**Выбранный отрывок**
------------------------------------------------------------

УДК 372.893:94
Д.А.Трафимович
старший преподаватель кафедры философии
Учреждение образования «Гродненский государственный университет имени Я. Купалы»
ВЕЛИКАЯ ОТЕЧЕСТВЕННАЯ ВОЙНА И ПОЛИТИКА ПАМЯТИ:
КАК И ЗАЧЕМ ГОСУДАРСТВА ФОРМИРУЮТ «СВОЮ ИСТОРИЮ»
Аннотация
В статье автором анализируется больная для народов постсоветского пространства и актуальная для всего мира проблема «переписывания истории», в частности целенаправленное искажение смыслов, хода и итогов Второй мировой и Великой Отечественной войн. Выявляются истинные причины столь безответственного и агрессивного отношения к истории отдельных стран и политических сил, обозначаются векторы противодействия этим деструктивным процессам.
«Величайшее искусство войны заключается в нападении
на мозги противника, а не его города»
Сунь Цзы
трактат «Искусство войны»
Своеобразие современного этапа истории – это «ВОЙНЫ ПАМЯТИ». Войны памяти держат в напряжении всю Европу. Войны памяти идут в США. На Дальнем Востоке они закручены не менее лихо. Для многих государств искажение истории, подтасовка и фальсификация фактов являются средствами информационной войны, в которой объектом воздействия является сознание людей, целых народов. Информационная война конкретно против славянских народов ведётся уже длительный период, а особую остроту она приобрела в настоящее время – и объектом стала Великая Отечественная война 1941-1945 г.г..
Зададимся вопросом – война окончена? Война продолжается! И лучше всего этот процесс можно отследить как раз в сфере тех баталий, которые развернулись в последние 25 лет вокруг нашей коллективной Исторической Памяти. Если продолжать использовать военную терминологию, то можно сказать, что мы за последние четверть века, как и в 1941 году, оказались поставлены на грань катастрофы – мы уступили обширные территории нашего исторического и национального самосознания.

------------------------------------------------------------

**Список записей**
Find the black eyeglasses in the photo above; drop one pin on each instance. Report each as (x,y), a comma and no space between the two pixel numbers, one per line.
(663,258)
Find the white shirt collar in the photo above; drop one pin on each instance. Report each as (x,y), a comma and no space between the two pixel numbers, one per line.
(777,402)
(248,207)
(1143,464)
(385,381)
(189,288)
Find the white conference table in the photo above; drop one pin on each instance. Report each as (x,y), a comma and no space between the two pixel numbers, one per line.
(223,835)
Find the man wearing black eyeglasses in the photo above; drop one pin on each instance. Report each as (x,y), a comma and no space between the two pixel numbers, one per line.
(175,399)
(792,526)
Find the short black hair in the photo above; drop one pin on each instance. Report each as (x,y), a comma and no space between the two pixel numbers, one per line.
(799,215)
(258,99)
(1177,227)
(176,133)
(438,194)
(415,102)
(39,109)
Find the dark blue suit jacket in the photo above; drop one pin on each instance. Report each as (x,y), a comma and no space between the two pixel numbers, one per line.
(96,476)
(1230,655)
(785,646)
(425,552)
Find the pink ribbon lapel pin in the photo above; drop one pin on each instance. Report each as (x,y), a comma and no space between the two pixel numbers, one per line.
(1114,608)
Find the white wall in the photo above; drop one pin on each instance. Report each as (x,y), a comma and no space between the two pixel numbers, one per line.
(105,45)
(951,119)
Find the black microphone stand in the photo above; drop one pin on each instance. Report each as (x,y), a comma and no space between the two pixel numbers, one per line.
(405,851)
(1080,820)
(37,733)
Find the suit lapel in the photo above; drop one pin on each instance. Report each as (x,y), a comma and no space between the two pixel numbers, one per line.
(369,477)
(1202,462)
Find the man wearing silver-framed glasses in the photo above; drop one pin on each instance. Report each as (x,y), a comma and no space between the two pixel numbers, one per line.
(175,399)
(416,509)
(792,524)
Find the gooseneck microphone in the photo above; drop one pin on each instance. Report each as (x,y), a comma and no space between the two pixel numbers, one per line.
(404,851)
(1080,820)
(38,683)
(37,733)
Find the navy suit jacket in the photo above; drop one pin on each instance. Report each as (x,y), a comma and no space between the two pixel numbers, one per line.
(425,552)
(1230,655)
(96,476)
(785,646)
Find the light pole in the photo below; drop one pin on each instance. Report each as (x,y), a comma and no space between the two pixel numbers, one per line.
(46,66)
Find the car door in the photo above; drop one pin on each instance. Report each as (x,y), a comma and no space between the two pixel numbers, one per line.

------------------------------------------------------------

**Задания**
1. Что, согласно выбранному отрывку, составляет своеобразие современного этапа истории?
2. Соответствуют ли выбранному отрывку следующие утверждения? (a) Войны памяти идут в США. (b) Информационная война против славянских народов началась лишь недавно. (c) Эпиграф взят из трактата «Искусство войны». На каждое ответьте «да» или «нет» и приведите решающие слова отрывка.
3. Переведите на английский язык предложение из выбранного отрывка: «Войны памяти держат в напряжении всю Европу.»

**Решённые задачи**
1. «Войны памяти».

2.
(a) Да: «Войны памяти идут в США».
(b) Нет: «Информационная война конкретно против славянских народов ведётся уже длительный период».
(c) Да: «трактат «Искусство войны»».

3. Memory wars keep the whole of Europe on edge.